과제 내용:
자료의 맨 처음부터 "positive clicks: (160, 2)"가 들어 있는 줄까지를 처음 줄과 끝 줄도 넣어서 한 글자도 바꾸지 말고 그대로 베껴 쓰세요. 그림은 답에 넣지 마세요.

사용할 자료:
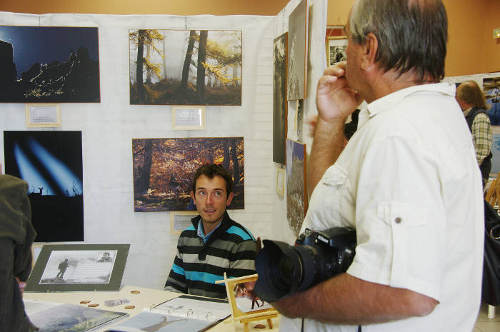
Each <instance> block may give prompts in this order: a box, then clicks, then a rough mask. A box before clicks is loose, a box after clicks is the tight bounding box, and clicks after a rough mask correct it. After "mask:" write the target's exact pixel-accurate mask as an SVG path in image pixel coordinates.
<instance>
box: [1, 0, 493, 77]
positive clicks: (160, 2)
mask: <svg viewBox="0 0 500 332" xmlns="http://www.w3.org/2000/svg"><path fill="white" fill-rule="evenodd" d="M353 2H354V0H329V1H328V11H327V12H328V19H327V24H328V25H344V24H346V22H347V16H348V14H349V10H350V9H351V6H352V4H353ZM443 2H444V4H445V6H446V9H447V12H448V22H449V42H448V56H447V59H446V76H458V75H469V74H475V73H488V72H495V71H499V70H500V56H499V55H500V39H496V40H494V39H493V38H492V33H493V29H494V28H499V27H500V1H498V0H460V1H457V0H443ZM287 3H288V1H287V0H271V1H270V0H252V1H245V0H190V1H185V0H168V1H161V0H144V1H132V0H123V1H120V0H106V1H99V0H73V1H63V0H52V1H30V0H2V2H1V3H0V11H13V12H19V13H37V14H40V13H72V12H73V13H101V14H174V15H198V14H213V15H229V14H241V15H250V14H251V15H276V14H277V13H278V12H279V11H280V10H281V9H282V8H283V7H284V6H285V5H286V4H287Z"/></svg>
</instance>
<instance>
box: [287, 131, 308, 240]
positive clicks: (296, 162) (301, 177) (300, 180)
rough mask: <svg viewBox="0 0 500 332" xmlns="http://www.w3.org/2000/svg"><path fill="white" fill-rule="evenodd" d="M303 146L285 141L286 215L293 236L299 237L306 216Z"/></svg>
mask: <svg viewBox="0 0 500 332" xmlns="http://www.w3.org/2000/svg"><path fill="white" fill-rule="evenodd" d="M305 154H306V146H305V144H300V143H297V142H295V141H292V140H290V139H287V140H286V211H287V212H286V215H287V219H288V225H289V226H290V229H291V230H292V231H293V233H294V234H295V236H298V235H299V232H300V228H301V227H302V222H303V221H304V217H305V216H306V211H307V199H306V176H305V174H306V159H305V158H304V157H305Z"/></svg>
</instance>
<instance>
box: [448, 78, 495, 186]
mask: <svg viewBox="0 0 500 332" xmlns="http://www.w3.org/2000/svg"><path fill="white" fill-rule="evenodd" d="M456 98H457V101H458V104H459V105H460V108H461V109H462V111H463V113H464V115H465V119H466V120H467V124H468V125H469V129H470V131H471V133H472V138H473V140H474V148H475V149H476V160H477V163H478V165H479V168H480V169H481V175H482V177H483V186H485V185H486V183H487V182H488V178H489V176H490V171H491V158H492V154H491V145H492V142H493V134H492V132H491V124H490V117H489V116H488V113H487V112H486V111H487V110H488V109H489V108H490V106H489V105H488V103H486V97H485V96H484V94H483V91H481V88H480V87H479V85H478V84H477V83H476V82H475V81H472V80H471V81H466V82H463V83H461V84H460V85H459V86H458V88H457V95H456Z"/></svg>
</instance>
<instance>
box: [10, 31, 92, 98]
mask: <svg viewBox="0 0 500 332" xmlns="http://www.w3.org/2000/svg"><path fill="white" fill-rule="evenodd" d="M98 48H99V47H98V30H97V28H86V27H33V26H0V72H1V73H2V75H0V102H4V103H27V102H28V103H36V102H41V103H47V102H49V103H50V102H53V103H99V102H100V100H101V98H100V91H99V90H100V89H99V50H98Z"/></svg>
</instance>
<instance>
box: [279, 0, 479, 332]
mask: <svg viewBox="0 0 500 332" xmlns="http://www.w3.org/2000/svg"><path fill="white" fill-rule="evenodd" d="M346 34H347V36H348V46H347V63H340V64H338V65H335V66H333V67H330V68H328V69H326V70H325V72H324V76H323V77H322V78H321V79H320V80H319V82H318V88H317V96H316V103H317V108H318V121H317V124H316V130H315V133H314V141H313V145H312V150H311V156H310V168H309V170H310V174H309V178H310V179H309V180H310V182H309V184H310V187H309V190H310V191H309V192H312V195H311V198H310V203H309V210H308V212H307V216H306V218H305V220H304V224H303V229H304V228H306V227H307V228H310V229H313V230H317V231H321V230H325V229H328V228H331V227H344V226H349V227H353V228H355V229H356V236H357V246H356V255H355V257H354V260H353V262H352V264H351V266H350V267H349V268H348V270H347V271H346V272H345V273H341V274H338V275H336V276H334V277H332V278H330V279H328V280H326V281H324V282H322V283H319V284H318V285H315V286H314V287H312V288H310V289H309V290H306V291H304V292H300V293H297V294H294V295H291V296H289V297H286V298H284V299H281V300H279V301H277V302H275V303H273V305H275V307H276V308H277V309H278V310H279V311H280V312H281V313H282V314H283V315H284V316H287V317H291V318H303V319H302V320H300V319H296V320H291V319H288V318H285V317H283V319H282V320H281V321H280V329H281V330H283V331H298V330H300V329H301V328H302V330H304V331H360V330H362V331H370V332H372V331H384V332H387V331H471V330H472V329H473V327H474V324H475V320H476V317H477V314H478V310H479V306H480V297H481V274H482V261H483V236H484V233H483V231H484V229H483V198H482V185H481V174H480V172H479V169H478V167H477V163H476V160H475V152H474V146H473V144H472V139H471V134H470V132H469V130H468V128H467V124H466V122H465V120H464V117H463V115H462V112H461V110H460V107H459V105H458V104H457V102H456V100H455V98H454V97H455V87H454V86H453V85H450V84H446V83H439V81H440V80H441V79H442V78H443V76H444V61H445V56H446V42H447V16H446V10H445V8H444V5H443V3H442V2H441V1H440V0H420V1H419V0H413V1H412V0H377V1H373V0H356V1H355V2H354V5H353V7H352V10H351V13H350V15H349V23H348V25H347V26H346ZM362 100H365V101H366V102H367V106H366V108H364V109H363V110H362V111H361V113H360V115H359V124H358V129H357V131H356V133H355V134H354V135H353V136H352V137H351V139H350V140H349V142H348V144H347V145H346V146H345V148H344V144H343V142H344V134H343V129H344V123H345V120H346V118H347V117H348V115H349V114H351V113H352V112H353V111H354V110H355V109H356V107H357V106H358V105H359V104H360V103H361V101H362ZM313 189H314V191H313Z"/></svg>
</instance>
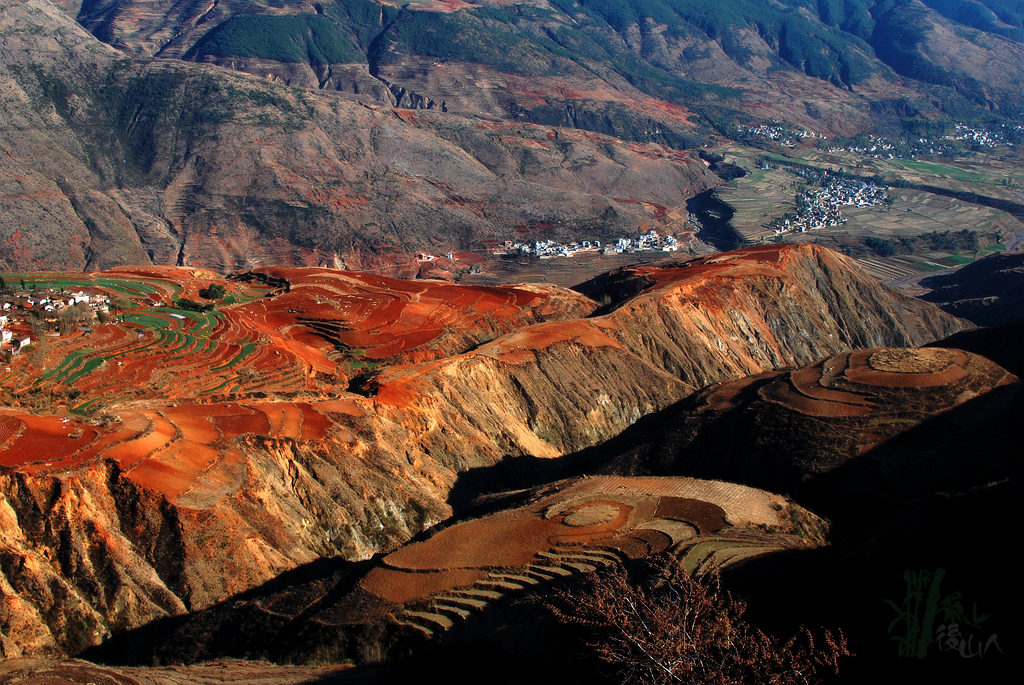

과제 결과:
Each <instance> block may give prompts in this order: a box, then clicks, then a rough mask. A box before clicks is loose, a box after clicks is the tight bounding box, and clicks after a rough mask correct it. After "mask:" write the target's exact pixel-accurate mask as an SVG path in image pixel coordinates.
<instance>
box: [1, 0, 493, 77]
positive clicks: (160, 2)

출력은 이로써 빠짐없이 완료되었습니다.